Copy the records below character for character.

(Natural language region descriptions)

==*==

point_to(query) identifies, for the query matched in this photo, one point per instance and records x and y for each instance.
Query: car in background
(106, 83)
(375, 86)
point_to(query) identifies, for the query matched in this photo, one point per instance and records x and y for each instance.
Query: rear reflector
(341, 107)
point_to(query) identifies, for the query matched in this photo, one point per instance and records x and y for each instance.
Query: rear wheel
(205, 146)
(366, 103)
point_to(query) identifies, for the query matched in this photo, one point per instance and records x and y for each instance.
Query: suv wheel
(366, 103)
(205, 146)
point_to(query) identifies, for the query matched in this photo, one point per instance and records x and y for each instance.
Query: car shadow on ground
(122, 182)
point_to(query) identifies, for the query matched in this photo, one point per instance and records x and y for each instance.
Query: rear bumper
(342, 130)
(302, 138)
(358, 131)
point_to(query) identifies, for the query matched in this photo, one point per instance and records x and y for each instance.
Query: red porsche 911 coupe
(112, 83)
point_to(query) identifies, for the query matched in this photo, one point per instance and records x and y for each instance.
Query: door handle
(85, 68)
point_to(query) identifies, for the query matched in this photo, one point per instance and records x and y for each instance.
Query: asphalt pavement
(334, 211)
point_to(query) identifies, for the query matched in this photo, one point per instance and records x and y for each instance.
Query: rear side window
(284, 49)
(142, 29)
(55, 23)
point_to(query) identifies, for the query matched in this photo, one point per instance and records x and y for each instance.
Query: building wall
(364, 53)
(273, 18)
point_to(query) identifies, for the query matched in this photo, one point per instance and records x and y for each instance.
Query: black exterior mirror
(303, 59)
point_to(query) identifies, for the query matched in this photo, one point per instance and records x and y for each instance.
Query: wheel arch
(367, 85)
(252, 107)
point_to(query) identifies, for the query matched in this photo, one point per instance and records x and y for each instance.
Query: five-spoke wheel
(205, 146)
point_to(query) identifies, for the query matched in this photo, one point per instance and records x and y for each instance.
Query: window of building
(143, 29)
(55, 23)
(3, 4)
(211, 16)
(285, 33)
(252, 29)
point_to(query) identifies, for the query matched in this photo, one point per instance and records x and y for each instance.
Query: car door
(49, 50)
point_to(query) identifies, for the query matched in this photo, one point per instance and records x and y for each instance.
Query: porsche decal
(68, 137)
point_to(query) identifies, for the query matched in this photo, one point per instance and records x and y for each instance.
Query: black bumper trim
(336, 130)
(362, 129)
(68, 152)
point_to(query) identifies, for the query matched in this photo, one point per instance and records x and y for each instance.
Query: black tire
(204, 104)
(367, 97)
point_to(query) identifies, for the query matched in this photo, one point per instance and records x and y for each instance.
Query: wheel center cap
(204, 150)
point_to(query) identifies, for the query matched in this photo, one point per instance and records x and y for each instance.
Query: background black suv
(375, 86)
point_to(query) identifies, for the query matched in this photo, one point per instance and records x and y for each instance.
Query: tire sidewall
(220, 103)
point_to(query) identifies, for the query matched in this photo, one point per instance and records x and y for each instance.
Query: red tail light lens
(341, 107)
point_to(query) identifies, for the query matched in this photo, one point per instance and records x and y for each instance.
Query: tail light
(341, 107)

==*==

**Solution**.
point_to(query) identifies, for the query matched in this photo, one point per instance and records x and y for each instance.
Query: car in background
(106, 83)
(375, 86)
point_to(query) identifies, for the query matched in this photo, one point per instance and records x and y for each instance.
Query: rear reflector
(341, 107)
point_to(query) identifies, for the query matched in this photo, one point per instance and records x and y for each instance.
Query: rear wheel
(205, 146)
(366, 103)
point_to(query) identifies, for the query matched in this photo, one point per instance and records x and y for each instance.
Query: suv wheel
(366, 103)
(205, 146)
point_to(query) identifies, for the query matched in this photo, one point per instance and records x and y for each instance.
Query: car shadow on ground
(122, 182)
point_to(query) identifies, for the query matched in this photo, one point per instance and records x and y for each instance.
Query: rear bumper
(342, 130)
(302, 138)
(358, 131)
point_to(query) identifies, for the query matched in this photo, one point per instance and records x and y for each instance.
Query: red porsche 911 coupe
(112, 83)
point_to(query) identifies, for the query matched in this photo, one point per instance and records x and y for each instance.
Query: door handle
(85, 68)
point_to(query) identifies, for the query matched in this photo, one point per instance and records x and y for each instance.
Query: asphalt pavement
(334, 211)
point_to(query) identifies, for the query matched in this photo, one point per instance and records x and y for each instance.
Query: rear side window
(284, 49)
(142, 29)
(55, 23)
point_to(query) identifies, for the query matched in this photo, one point per instance and records x and y for each instance.
Query: building wall
(364, 53)
(273, 18)
point_to(query) identifies, for the query matched in this photo, one point per instance and records x and y for each instance.
Query: black exterior mirror
(303, 59)
point_to(query) identifies, for the query matched in this photo, one point per instance and records x and y for each instance.
Query: wheel arch
(367, 85)
(252, 107)
point_to(query) identifies, for the query matched in this photo, one point per instance and records x and y for each instance.
Query: five-spoke wheel
(205, 146)
point_to(query) identifies, for the query matched in this photo, one point per instance and records x and y for each instance.
Query: window of building
(143, 29)
(55, 23)
(3, 4)
(211, 16)
(285, 33)
(252, 29)
point_to(query) identifies, for the query matched in this photo, one point per instance and records x and y for each instance.
Query: car door
(49, 50)
point_to(query) identifies, for the query matched in this photo, one point per instance and records x and y for each instance.
Query: porsche decal
(68, 137)
point_to(query) identifies, for the query matched in this photo, one point per instance and records x and y for each instance.
Query: black bumper trim
(336, 130)
(362, 129)
(68, 152)
point_to(query) identifies, for the query matched in this photo, one point per instance and records x and y for each instance.
Query: black tire
(204, 104)
(367, 97)
point_to(query) identifies, for the query matched in this photo, one point per instance and records x and y for each instance.
Query: wheel center cap
(204, 150)
point_to(query) identifies, for the query matched in this photo, one point per instance and records x and y for each instance.
Query: background black suv
(375, 86)
point_to(query) identifies, for the query matched in this photo, one point per instance and records x and y for each instance.
Query: tire sidewall
(220, 103)
point_to(query) identifies, for the query matched in this photo, one point per instance and records x and y for each instance.
Query: red tail light lens
(341, 107)
point_to(query) identifies, for the query matched in this photo, one point per instance and records x and y for each instance.
Query: tail light
(341, 107)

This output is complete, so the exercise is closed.